>> START Data

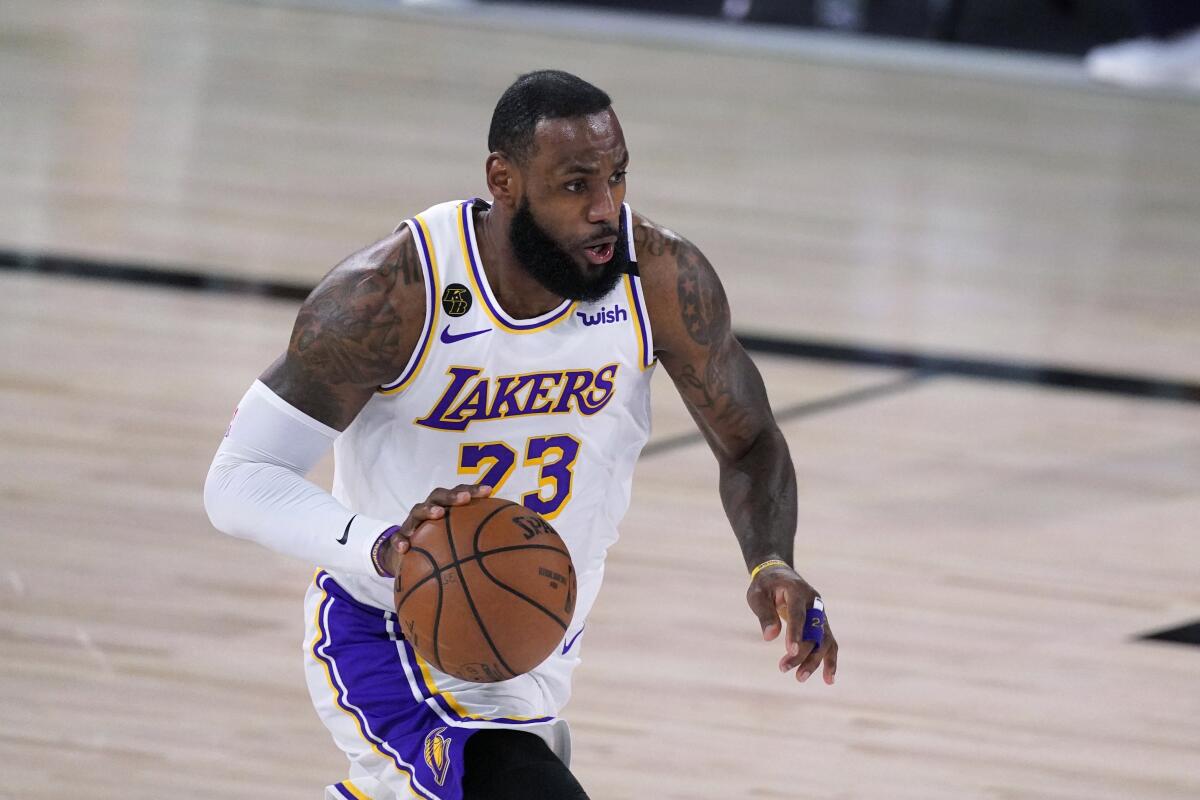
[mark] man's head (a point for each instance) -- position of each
(558, 167)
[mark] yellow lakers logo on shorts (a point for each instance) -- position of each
(437, 755)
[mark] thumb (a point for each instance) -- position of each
(763, 607)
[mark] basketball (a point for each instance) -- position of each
(487, 591)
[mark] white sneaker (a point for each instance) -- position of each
(1149, 62)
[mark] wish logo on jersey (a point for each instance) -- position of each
(473, 397)
(604, 317)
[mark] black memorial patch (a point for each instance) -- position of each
(456, 300)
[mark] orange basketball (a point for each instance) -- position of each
(487, 591)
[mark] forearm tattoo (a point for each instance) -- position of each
(348, 334)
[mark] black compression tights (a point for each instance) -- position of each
(515, 765)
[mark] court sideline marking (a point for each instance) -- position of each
(1029, 373)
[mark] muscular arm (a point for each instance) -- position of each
(725, 395)
(724, 392)
(355, 331)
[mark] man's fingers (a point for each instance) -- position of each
(765, 609)
(796, 612)
(832, 662)
(810, 665)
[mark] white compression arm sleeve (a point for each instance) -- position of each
(257, 489)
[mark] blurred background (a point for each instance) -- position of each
(960, 238)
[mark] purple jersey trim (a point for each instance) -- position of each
(431, 292)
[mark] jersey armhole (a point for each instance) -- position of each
(430, 264)
(636, 301)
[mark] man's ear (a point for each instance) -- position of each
(503, 180)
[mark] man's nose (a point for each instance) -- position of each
(604, 206)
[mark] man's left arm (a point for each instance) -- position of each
(724, 392)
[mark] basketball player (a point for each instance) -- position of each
(503, 348)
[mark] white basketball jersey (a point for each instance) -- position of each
(552, 411)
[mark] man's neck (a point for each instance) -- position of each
(520, 295)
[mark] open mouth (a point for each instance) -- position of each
(599, 253)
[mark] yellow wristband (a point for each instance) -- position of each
(766, 565)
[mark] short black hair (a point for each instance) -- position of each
(535, 96)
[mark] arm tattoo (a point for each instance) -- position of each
(701, 300)
(348, 336)
(652, 241)
(723, 395)
(726, 396)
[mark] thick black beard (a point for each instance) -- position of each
(553, 268)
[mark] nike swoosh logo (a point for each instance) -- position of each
(569, 644)
(450, 338)
(346, 534)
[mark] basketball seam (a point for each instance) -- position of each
(420, 583)
(466, 589)
(478, 555)
(522, 595)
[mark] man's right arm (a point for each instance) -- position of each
(354, 332)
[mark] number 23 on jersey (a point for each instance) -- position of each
(492, 463)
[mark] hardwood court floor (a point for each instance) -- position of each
(989, 551)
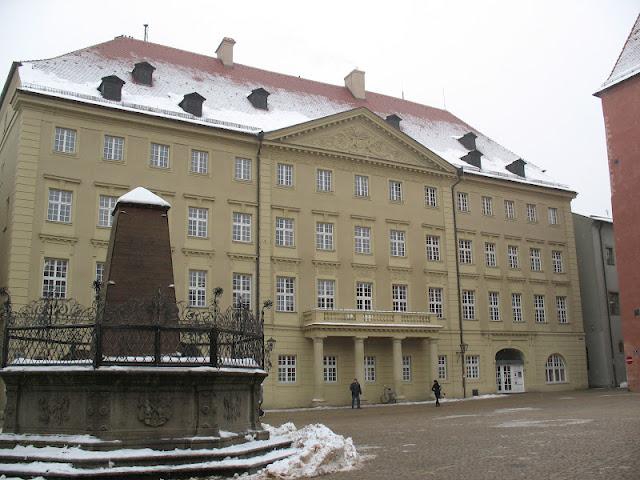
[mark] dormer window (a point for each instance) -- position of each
(143, 73)
(192, 103)
(258, 98)
(111, 88)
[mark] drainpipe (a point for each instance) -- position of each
(463, 346)
(606, 297)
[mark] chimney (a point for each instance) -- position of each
(355, 83)
(225, 51)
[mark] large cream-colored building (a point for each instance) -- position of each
(397, 243)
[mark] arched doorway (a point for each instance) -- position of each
(510, 371)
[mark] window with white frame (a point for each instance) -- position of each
(433, 248)
(431, 196)
(284, 232)
(435, 301)
(324, 180)
(516, 307)
(243, 169)
(197, 288)
(113, 148)
(468, 305)
(555, 369)
(65, 140)
(556, 259)
(286, 368)
(361, 186)
(285, 294)
(472, 366)
(59, 207)
(198, 222)
(54, 278)
(285, 175)
(406, 368)
(241, 290)
(395, 191)
(159, 155)
(324, 236)
(396, 242)
(241, 227)
(364, 295)
(561, 309)
(362, 236)
(494, 306)
(465, 251)
(326, 294)
(199, 162)
(399, 297)
(538, 308)
(330, 369)
(106, 204)
(369, 369)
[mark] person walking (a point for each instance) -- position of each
(356, 391)
(436, 389)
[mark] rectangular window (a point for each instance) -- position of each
(59, 208)
(326, 294)
(286, 368)
(516, 307)
(54, 278)
(330, 369)
(363, 240)
(465, 251)
(199, 162)
(197, 288)
(159, 155)
(472, 366)
(435, 301)
(561, 309)
(198, 222)
(468, 305)
(324, 236)
(65, 140)
(494, 306)
(285, 294)
(241, 227)
(364, 296)
(369, 369)
(243, 169)
(284, 232)
(285, 175)
(241, 290)
(106, 204)
(395, 191)
(361, 186)
(431, 196)
(396, 242)
(324, 180)
(113, 148)
(538, 306)
(399, 296)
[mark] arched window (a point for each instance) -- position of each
(555, 369)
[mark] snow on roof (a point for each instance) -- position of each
(628, 62)
(143, 196)
(293, 100)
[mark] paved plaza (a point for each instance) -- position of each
(582, 435)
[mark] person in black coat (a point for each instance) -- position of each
(356, 391)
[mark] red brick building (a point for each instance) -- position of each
(620, 95)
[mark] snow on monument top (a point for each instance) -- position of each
(143, 196)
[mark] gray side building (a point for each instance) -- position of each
(600, 300)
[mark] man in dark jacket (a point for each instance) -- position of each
(356, 391)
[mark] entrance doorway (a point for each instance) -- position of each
(510, 371)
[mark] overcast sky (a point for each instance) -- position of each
(522, 72)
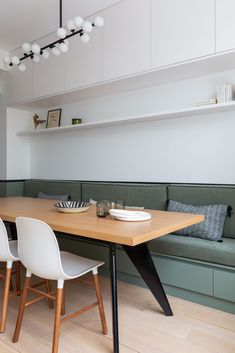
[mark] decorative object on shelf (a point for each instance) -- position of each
(76, 121)
(224, 92)
(208, 102)
(37, 121)
(76, 26)
(53, 118)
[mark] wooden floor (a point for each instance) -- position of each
(143, 327)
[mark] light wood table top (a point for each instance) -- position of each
(88, 225)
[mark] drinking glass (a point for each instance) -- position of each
(120, 205)
(101, 209)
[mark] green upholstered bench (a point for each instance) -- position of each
(195, 269)
(199, 249)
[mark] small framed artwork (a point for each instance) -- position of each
(53, 118)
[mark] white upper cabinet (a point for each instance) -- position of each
(225, 25)
(83, 62)
(20, 83)
(126, 38)
(49, 74)
(182, 30)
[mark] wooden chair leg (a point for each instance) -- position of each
(11, 287)
(48, 288)
(17, 279)
(59, 299)
(5, 300)
(21, 309)
(100, 304)
(63, 303)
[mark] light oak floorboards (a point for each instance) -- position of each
(143, 327)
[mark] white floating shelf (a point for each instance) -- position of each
(180, 113)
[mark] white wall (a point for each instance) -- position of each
(2, 126)
(191, 149)
(17, 148)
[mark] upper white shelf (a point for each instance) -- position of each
(184, 70)
(192, 111)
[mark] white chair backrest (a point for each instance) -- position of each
(5, 253)
(38, 248)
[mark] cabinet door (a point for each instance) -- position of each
(225, 25)
(181, 30)
(83, 62)
(49, 74)
(126, 38)
(20, 83)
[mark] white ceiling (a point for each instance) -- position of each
(26, 20)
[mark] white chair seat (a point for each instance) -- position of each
(75, 266)
(13, 245)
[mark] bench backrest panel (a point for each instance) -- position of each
(71, 188)
(147, 195)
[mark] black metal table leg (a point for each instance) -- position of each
(113, 272)
(141, 258)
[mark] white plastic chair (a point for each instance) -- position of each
(39, 253)
(9, 255)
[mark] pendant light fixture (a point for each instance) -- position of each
(76, 26)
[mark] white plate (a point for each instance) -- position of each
(72, 209)
(130, 216)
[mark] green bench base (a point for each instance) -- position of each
(200, 282)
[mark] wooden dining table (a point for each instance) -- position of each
(132, 236)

>> END Data

Reproduce each line word for word and drop the pictures.

Result for this task:
[mark] man's head (a point for each instance) -- position of each
(558, 167)
[mark] yellow lakers logo on shorts (a point for each instance) -- position of each
(437, 755)
[mark] thumb (a point for each instance) -- position of each
(763, 607)
[mark] basketball (a point for each instance) -- position of each
(487, 591)
[mark] white sneaker (a point for each instance) -- position of each
(1149, 62)
[mark] wish logo on jersey (a point for each instance) -- position of each
(473, 397)
(604, 317)
[mark] black memorial patch (a point for each instance) -- position of each
(456, 300)
[mark] orange basketball (a point for each instance) -- position of each
(487, 591)
[mark] forearm tattoo (a point for each instance) -- position of each
(348, 334)
[mark] black compression tights (a point for each instance) -- position of each
(515, 765)
[mark] court sideline marking (a point for each instance) -- position of each
(1029, 373)
[mark] muscular arm (a point for each instance) -- position of each
(725, 395)
(724, 392)
(355, 331)
[mark] man's fingers (a point for each instance) -- position of each
(765, 609)
(796, 612)
(832, 662)
(810, 665)
[mark] white compression arm sleeve (a point for each instance) -- position of each
(257, 489)
[mark] blurred background (a point for each instance) -- position of each
(960, 238)
[mark] purple jersey trim (a point for each instance) -- position of each
(431, 292)
[mark] jersey armhole (a point for each instance) -- position of each
(430, 264)
(636, 301)
[mark] man's ear (a point for each instance) -- position of each
(503, 180)
[mark] man's nose (a point for each instance) -- position of each
(604, 206)
[mark] man's left arm (a point for each instance) -- position of each
(724, 392)
[mark] basketball player (a point for each instance) -- position of each
(503, 348)
[mark] white basketball jersey (a point for each instance) -- position of each
(552, 411)
[mark] man's neck (a point for each instance) -- position of each
(520, 295)
[mark] open mouth (a point for each instance) -- position of each
(599, 253)
[mark] yellow wristband (a point for each instance) -- position of each
(766, 565)
[mark] short black hair (a point for each instance) -- position of each
(535, 96)
[mark] arm tattoo (a point for each instance) -- position of each
(701, 300)
(348, 336)
(652, 241)
(723, 395)
(726, 396)
[mark] thick black beard (a point for each instance) -- position of each
(553, 268)
[mark] nike swoosh logo (a point for each instance) -- position of each
(569, 644)
(450, 338)
(346, 534)
[mark] basketball seam (a point for each instance) -- position of each
(420, 583)
(466, 589)
(478, 555)
(522, 595)
[mark] man's right arm (a point for each instance) -- position of each
(354, 332)
[mark] number 23 on jersey (a point for each instance) -- position of each
(492, 463)
[mark] hardwood court floor (a point for each instance) -- position of each
(989, 551)
[mark] dormer window (a point for each instance) -- position of each
(143, 73)
(192, 103)
(258, 98)
(111, 88)
[mark] drainpipe (a point for each instance) -- position of each
(463, 346)
(606, 297)
[mark] chimney (a point for each instance) -- position of each
(355, 83)
(225, 51)
[mark] large cream-colored building (a point for each instance) -- position of each
(397, 243)
[mark] arched doorway (a point for each instance) -- position of each
(510, 371)
[mark] window with white frame (a point for each instance) -- position of each
(433, 248)
(431, 196)
(284, 232)
(435, 301)
(324, 180)
(516, 307)
(243, 169)
(197, 288)
(113, 148)
(468, 305)
(555, 369)
(65, 140)
(556, 259)
(286, 368)
(361, 186)
(285, 294)
(472, 366)
(59, 207)
(198, 222)
(54, 278)
(285, 175)
(406, 368)
(241, 290)
(395, 191)
(159, 155)
(324, 236)
(396, 242)
(241, 227)
(364, 295)
(561, 309)
(362, 236)
(494, 306)
(465, 251)
(326, 294)
(199, 162)
(399, 297)
(538, 308)
(330, 369)
(106, 204)
(369, 369)
[mark] person walking (a point for each instance) -- position of each
(356, 391)
(436, 389)
[mark] rectangular window (a point for each instance) -- position of each
(59, 208)
(326, 294)
(286, 368)
(516, 307)
(54, 278)
(330, 369)
(363, 240)
(465, 251)
(199, 162)
(197, 288)
(159, 155)
(472, 366)
(435, 301)
(561, 309)
(198, 222)
(468, 305)
(324, 236)
(65, 140)
(494, 306)
(285, 294)
(241, 227)
(364, 296)
(369, 369)
(243, 169)
(284, 232)
(285, 175)
(241, 290)
(106, 204)
(395, 191)
(361, 186)
(431, 196)
(396, 242)
(324, 180)
(113, 148)
(538, 306)
(399, 296)
[mark] arched window (a point for each instance) -- position of each
(555, 369)
[mark] snow on roof (a point for each instance) -- position of each
(628, 62)
(143, 196)
(293, 100)
[mark] paved plaza (a point for each instance) -- position of each
(582, 435)
[mark] person in black coat (a point for each instance) -- position of each
(356, 391)
[mark] red brick building (a point for each instance) -- position of each
(620, 95)
[mark] snow on monument top (a point for each instance) -- position of each
(143, 196)
[mark] gray side building (a point for each instance) -- position of each
(600, 300)
[mark] man in dark jacket (a point for each instance) -- position of each
(356, 391)
[mark] entrance doorway (a point for each instance) -- position of each
(510, 371)
[mark] overcast sky (a point for each instance) -- position of each
(522, 72)
[mark] decorative object on shelf (a point for each instance) -- position of each
(76, 121)
(224, 92)
(208, 102)
(37, 121)
(76, 26)
(53, 118)
[mark] wooden floor (a point for each instance) -- position of each
(143, 327)
[mark] light wood table top (a point for each instance) -- position of each
(88, 225)
[mark] drinking glass (a point for each instance) -- position of each
(120, 205)
(101, 209)
[mark] green upholstered bench (a point for each instance) -- position of each
(195, 269)
(199, 249)
[mark] small framed artwork (a point for each instance) -- position of each
(53, 118)
[mark] white upper cabinet (a point for each instance) -- position of each
(225, 25)
(83, 62)
(20, 83)
(126, 38)
(49, 74)
(182, 30)
[mark] wooden chair leg (a point for each instance) -- position of each
(11, 287)
(48, 288)
(17, 279)
(59, 299)
(5, 300)
(21, 309)
(100, 304)
(63, 303)
[mark] light oak floorboards (a point for each instance) -- position of each
(143, 327)
[mark] white floating shelf (a point for each instance) -- position of each
(180, 113)
[mark] white wall (a point for each instance) -- position of each
(2, 126)
(191, 149)
(17, 148)
[mark] upper white shelf (a point for each instance) -- position of each
(184, 70)
(192, 111)
[mark] white chair backrest (a point for each instance) -- position of each
(5, 253)
(38, 248)
[mark] cabinet door (a point for each instance) -- position of each
(225, 25)
(181, 30)
(83, 62)
(49, 74)
(126, 38)
(20, 83)
[mark] white ceiling (a point for each instance) -- position of each
(26, 20)
[mark] white chair seat (a point for each instance) -- position of each
(75, 266)
(13, 245)
[mark] bench backrest panel (a point for each instance) -- position of each
(71, 188)
(147, 195)
[mark] black metal table leg (a point for each instance) -- position of each
(113, 272)
(141, 258)
[mark] white plastic chair (a point for each instance) -- position of each
(39, 253)
(9, 255)
[mark] pendant light fixture (a point for each instance) -- position of each
(76, 26)
[mark] white plate (a point for each instance) -- position of each
(72, 209)
(130, 216)
[mark] green bench base (a point for each instance) -- position of each
(200, 282)
[mark] wooden dining table (a point for each instance) -- position of each
(132, 236)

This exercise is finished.